Pointing and labeling material:

- - - -

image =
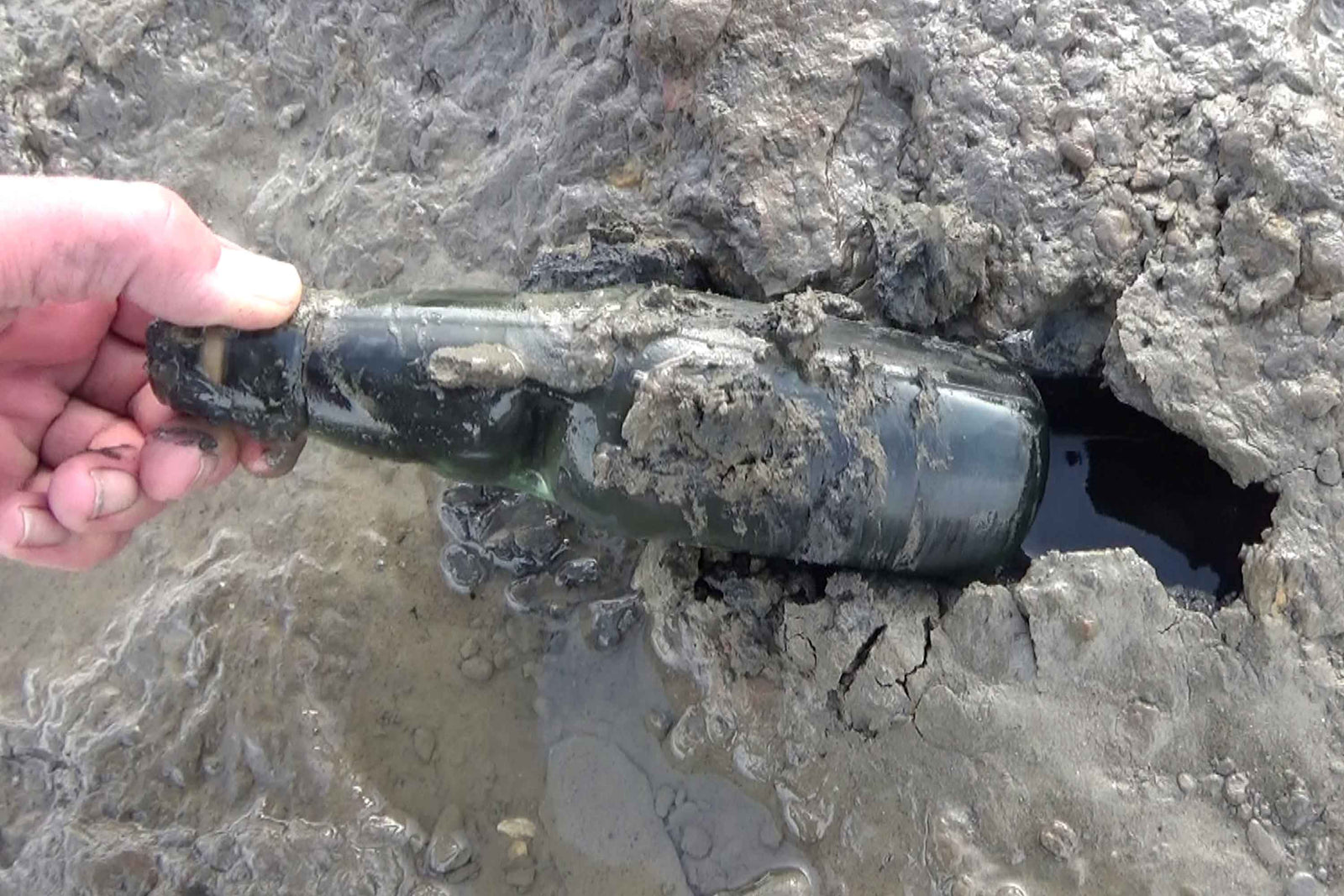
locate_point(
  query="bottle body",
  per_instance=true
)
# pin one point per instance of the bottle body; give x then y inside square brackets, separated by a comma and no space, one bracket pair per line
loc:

- - - -

Task brief:
Rewrite the material above with "bottle body" changed to "bottle cap" everywhere and nothing else altered. Omit the picture from your copy.

The answer:
image =
locate_point(
  query="bottle cap",
  per_instance=true
)
# pin one point per instance of the bottle cap; give x then y inside square brackets, separated by a comma and no space, one bracket pair per line
loc:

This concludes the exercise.